:: Data records ::

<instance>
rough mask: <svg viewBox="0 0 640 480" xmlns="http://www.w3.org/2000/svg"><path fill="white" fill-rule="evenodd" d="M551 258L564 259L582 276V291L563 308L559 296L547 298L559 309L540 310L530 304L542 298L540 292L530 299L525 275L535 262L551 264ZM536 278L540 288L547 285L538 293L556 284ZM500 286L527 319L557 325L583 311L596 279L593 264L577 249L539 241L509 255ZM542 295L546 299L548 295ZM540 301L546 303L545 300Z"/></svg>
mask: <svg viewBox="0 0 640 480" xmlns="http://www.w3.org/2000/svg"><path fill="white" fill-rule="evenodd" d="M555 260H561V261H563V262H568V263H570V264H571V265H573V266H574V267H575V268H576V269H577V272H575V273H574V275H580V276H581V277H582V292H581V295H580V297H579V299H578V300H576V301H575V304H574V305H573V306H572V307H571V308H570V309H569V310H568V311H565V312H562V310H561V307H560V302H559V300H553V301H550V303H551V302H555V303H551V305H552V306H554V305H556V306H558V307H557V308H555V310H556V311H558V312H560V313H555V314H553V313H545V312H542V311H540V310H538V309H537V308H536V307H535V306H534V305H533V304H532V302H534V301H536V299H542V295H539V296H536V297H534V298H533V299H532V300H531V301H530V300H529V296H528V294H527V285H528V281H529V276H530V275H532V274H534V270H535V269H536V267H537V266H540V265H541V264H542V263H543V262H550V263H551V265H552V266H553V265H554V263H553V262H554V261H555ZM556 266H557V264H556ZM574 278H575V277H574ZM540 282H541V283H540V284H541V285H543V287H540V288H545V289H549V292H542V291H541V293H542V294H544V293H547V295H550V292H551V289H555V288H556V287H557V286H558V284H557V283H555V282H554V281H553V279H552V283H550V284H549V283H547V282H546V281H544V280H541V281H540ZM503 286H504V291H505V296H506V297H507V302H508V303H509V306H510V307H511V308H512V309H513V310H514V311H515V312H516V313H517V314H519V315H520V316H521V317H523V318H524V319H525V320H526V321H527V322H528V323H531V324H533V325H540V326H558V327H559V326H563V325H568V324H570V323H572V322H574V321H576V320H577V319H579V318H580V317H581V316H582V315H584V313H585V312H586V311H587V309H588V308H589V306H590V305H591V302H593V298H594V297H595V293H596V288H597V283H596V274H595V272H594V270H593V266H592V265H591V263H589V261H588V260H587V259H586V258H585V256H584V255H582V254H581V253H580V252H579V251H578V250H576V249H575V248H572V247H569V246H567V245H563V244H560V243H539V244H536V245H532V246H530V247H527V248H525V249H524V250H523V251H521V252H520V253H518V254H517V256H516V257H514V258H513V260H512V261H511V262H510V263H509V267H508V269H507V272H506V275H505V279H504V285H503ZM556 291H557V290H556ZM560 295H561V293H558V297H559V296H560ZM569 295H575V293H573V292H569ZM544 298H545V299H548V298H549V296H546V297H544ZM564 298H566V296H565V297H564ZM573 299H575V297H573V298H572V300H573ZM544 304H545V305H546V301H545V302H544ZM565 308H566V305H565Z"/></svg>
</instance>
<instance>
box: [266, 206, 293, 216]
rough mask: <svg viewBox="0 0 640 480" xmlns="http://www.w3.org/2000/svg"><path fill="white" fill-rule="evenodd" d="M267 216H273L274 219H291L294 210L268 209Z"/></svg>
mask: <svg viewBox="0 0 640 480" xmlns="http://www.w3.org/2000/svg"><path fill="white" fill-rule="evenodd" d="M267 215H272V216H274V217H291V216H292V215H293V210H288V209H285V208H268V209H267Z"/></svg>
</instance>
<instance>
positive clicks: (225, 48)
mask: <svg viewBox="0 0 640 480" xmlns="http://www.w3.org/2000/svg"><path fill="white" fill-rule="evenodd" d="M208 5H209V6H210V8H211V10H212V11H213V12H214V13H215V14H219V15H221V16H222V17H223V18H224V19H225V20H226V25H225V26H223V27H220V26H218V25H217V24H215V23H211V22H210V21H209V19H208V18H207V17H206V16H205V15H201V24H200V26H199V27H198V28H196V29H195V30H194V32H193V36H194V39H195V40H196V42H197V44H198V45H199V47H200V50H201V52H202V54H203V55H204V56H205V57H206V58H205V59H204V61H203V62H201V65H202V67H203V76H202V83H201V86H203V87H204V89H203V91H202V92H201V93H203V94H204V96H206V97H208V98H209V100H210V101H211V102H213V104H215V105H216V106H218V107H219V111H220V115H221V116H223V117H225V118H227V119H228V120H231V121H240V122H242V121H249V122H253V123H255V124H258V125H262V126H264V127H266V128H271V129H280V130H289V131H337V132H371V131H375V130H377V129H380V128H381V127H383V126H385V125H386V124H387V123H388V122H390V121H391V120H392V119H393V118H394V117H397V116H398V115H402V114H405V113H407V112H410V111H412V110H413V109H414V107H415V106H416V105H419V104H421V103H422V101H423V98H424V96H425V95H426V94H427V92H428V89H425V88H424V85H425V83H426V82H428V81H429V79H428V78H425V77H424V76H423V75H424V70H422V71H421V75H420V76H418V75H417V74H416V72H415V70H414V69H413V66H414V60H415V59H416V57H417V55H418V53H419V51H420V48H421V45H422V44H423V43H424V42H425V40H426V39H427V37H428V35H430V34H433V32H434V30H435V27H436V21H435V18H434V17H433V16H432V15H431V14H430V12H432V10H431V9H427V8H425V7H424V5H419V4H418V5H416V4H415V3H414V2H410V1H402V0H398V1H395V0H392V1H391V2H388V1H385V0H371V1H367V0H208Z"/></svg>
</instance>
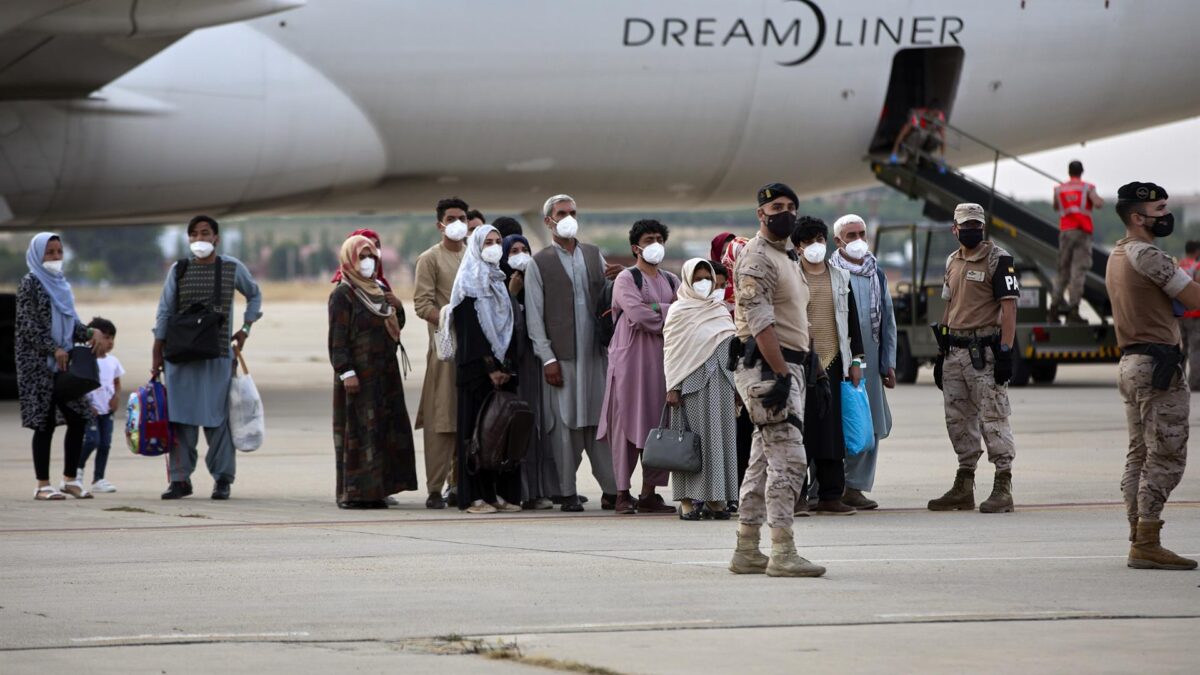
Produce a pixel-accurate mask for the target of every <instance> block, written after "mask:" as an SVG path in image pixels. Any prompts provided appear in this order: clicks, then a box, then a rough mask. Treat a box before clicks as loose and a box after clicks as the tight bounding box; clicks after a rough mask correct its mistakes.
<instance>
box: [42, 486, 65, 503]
mask: <svg viewBox="0 0 1200 675" xmlns="http://www.w3.org/2000/svg"><path fill="white" fill-rule="evenodd" d="M34 498H35V500H37V501H40V502H61V501H62V500H65V498H67V496H66V495H64V494H62V492H60V491H59V489H58V488H55V486H54V485H42V486H41V488H38V489H37V490H34Z"/></svg>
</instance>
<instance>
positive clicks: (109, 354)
mask: <svg viewBox="0 0 1200 675" xmlns="http://www.w3.org/2000/svg"><path fill="white" fill-rule="evenodd" d="M88 327H89V328H94V329H95V330H96V331H95V340H96V363H97V364H98V365H100V389H96V390H95V392H91V393H90V394H88V401H89V402H90V404H91V408H92V411H94V412H95V413H96V417H95V419H92V420H91V423H89V424H88V430H86V432H85V434H84V437H83V452H82V453H80V454H79V472H78V474H77V476H76V478H77V479H78V480H80V482H82V480H83V474H84V466H85V465H86V464H88V458H89V456H91V453H92V450H95V453H96V466H95V468H94V470H92V484H91V491H92V492H115V491H116V486H115V485H113V484H112V483H109V482H108V479H106V478H104V467H106V466H107V465H108V450H109V449H110V448H112V446H113V413H114V412H116V406H118V405H119V401H120V393H121V376H122V375H125V369H124V368H121V362H119V360H118V359H116V357H114V356H113V354H112V353H110V352H112V351H113V347H114V346H115V345H116V327H115V325H114V324H113V322H110V321H108V319H107V318H102V317H98V316H97V317H96V318H94V319H91V323H89V324H88Z"/></svg>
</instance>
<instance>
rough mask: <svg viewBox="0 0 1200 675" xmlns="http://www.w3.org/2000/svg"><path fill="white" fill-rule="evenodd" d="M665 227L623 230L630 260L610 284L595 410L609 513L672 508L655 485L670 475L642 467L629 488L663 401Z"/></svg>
mask: <svg viewBox="0 0 1200 675" xmlns="http://www.w3.org/2000/svg"><path fill="white" fill-rule="evenodd" d="M667 234H668V231H667V227H666V226H665V225H662V223H661V222H659V221H656V220H640V221H637V222H635V223H634V227H632V228H630V231H629V245H630V247H631V249H632V252H634V255H635V256H637V264H635V265H634V267H631V268H629V269H626V270H624V271H622V273H620V274H619V275H618V276H617V280H616V281H614V282H613V287H612V313H613V323H614V327H616V333H613V336H612V342H611V344H610V345H608V375H607V378H606V386H605V396H604V404H602V406H601V408H600V428H599V429H598V432H596V438H598V440H599V441H605V442H607V443H608V444H610V446H611V447H612V468H613V472H614V473H616V474H617V513H620V514H631V513H638V512H642V513H674V507H670V506H667V504H666V502H665V501H664V500H662V497H661V496H660V495H658V494H656V492H655V488H662V486H666V484H667V479H668V478H670V476H671V474H670V472H667V471H655V470H647V468H646V467H643V468H642V491H641V494H640V496H638V498H637V500H636V501H635V500H634V496H632V494H631V491H630V486H631V485H630V482H631V479H632V476H634V467H635V466H637V459H638V458H640V456H641V454H642V446H643V444H644V443H646V436H647V435H648V434H649V432H650V429H654V426H656V425H658V423H659V417H660V414H661V412H662V406H664V404H665V402H666V394H667V389H666V376H665V374H664V370H662V323H664V321H665V317H666V315H667V309H668V307H670V306H671V303H672V301H673V300H674V294H676V288H678V287H679V279H678V277H677V276H674V275H673V274H671V273H668V271H666V270H660V269H659V263H661V262H662V258H664V256H665V255H666V249H665V247H664V244H666V240H667Z"/></svg>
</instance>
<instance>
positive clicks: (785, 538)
mask: <svg viewBox="0 0 1200 675" xmlns="http://www.w3.org/2000/svg"><path fill="white" fill-rule="evenodd" d="M822 574H824V568H823V567H821V566H820V565H814V563H811V562H809V561H806V560H804V558H803V557H800V554H798V552H796V539H793V538H792V531H791V530H787V531H786V532H785V533H784V536H782V537H781V538H780V539H779V540H775V538H774V537H772V542H770V562H769V563H767V577H821V575H822Z"/></svg>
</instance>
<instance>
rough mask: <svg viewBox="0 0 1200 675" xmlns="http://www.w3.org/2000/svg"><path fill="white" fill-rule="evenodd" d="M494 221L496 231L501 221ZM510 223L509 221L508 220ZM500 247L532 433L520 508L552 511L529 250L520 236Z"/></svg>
mask: <svg viewBox="0 0 1200 675" xmlns="http://www.w3.org/2000/svg"><path fill="white" fill-rule="evenodd" d="M504 220H506V219H503V217H499V219H496V227H497V229H499V226H500V225H502V221H504ZM508 220H511V219H508ZM500 246H502V247H503V249H504V257H502V258H500V270H502V271H504V277H505V280H506V283H508V286H509V295H510V297H511V298H512V319H514V323H512V350H511V351H512V363H514V366H515V368H516V376H517V394H520V395H521V398H522V399H523V400H524V401H526V402H527V404H529V407H532V408H533V418H534V430H533V434H532V435H530V436H529V449H528V450H527V452H526V459H524V461H523V462H522V464H521V507H522V508H526V509H529V510H534V509H538V510H544V509H551V508H554V502H553V501H552V497H554V496H558V495H557V492H559V490H558V470H557V468H556V464H554V458H553V454H552V453H551V452H550V443H548V438H545V437H544V436H542V424H541V382H542V366H541V360H540V359H539V358H538V356H536V354H534V353H533V342H530V340H529V331H528V330H527V328H526V322H524V321H526V319H524V270H526V268H527V267H529V263H530V261H533V257H532V255H530V253H532V249H530V247H529V240H528V239H526V238H524V237H522V235H521V234H510V235H508V237H505V238H504V241H502V244H500Z"/></svg>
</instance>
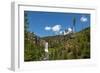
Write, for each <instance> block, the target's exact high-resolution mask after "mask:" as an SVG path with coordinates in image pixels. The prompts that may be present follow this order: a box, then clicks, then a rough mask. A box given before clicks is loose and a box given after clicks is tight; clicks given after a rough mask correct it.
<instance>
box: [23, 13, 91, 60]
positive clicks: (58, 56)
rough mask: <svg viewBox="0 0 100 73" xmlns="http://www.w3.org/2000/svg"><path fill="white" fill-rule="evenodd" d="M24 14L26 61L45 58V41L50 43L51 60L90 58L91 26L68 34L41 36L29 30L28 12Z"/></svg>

:::

▸ Exercise directions: Display each line of the data where "after" occurs.

▸ Response area:
Produce a pixel-accurate mask for the target of every <instance> block, written after "mask:" as an SVG path in image pixels. Any prompts provided appear in this order: clicks, then a box, then a rough mask. Treat a box before clicks as loose and a box after clicks as the tight bounding box; clicks after a rough mask correct its mistakes.
Write, for each <instance> block, the target's exact high-resolution mask after "mask:" as an SVG path with coordinates in image pixels. The prompts that may be present follow this order: a box, then clicks, then a rough mask. A box given before clicks is loose and a box given after clicks is tight; clicks given after a rough mask correct it.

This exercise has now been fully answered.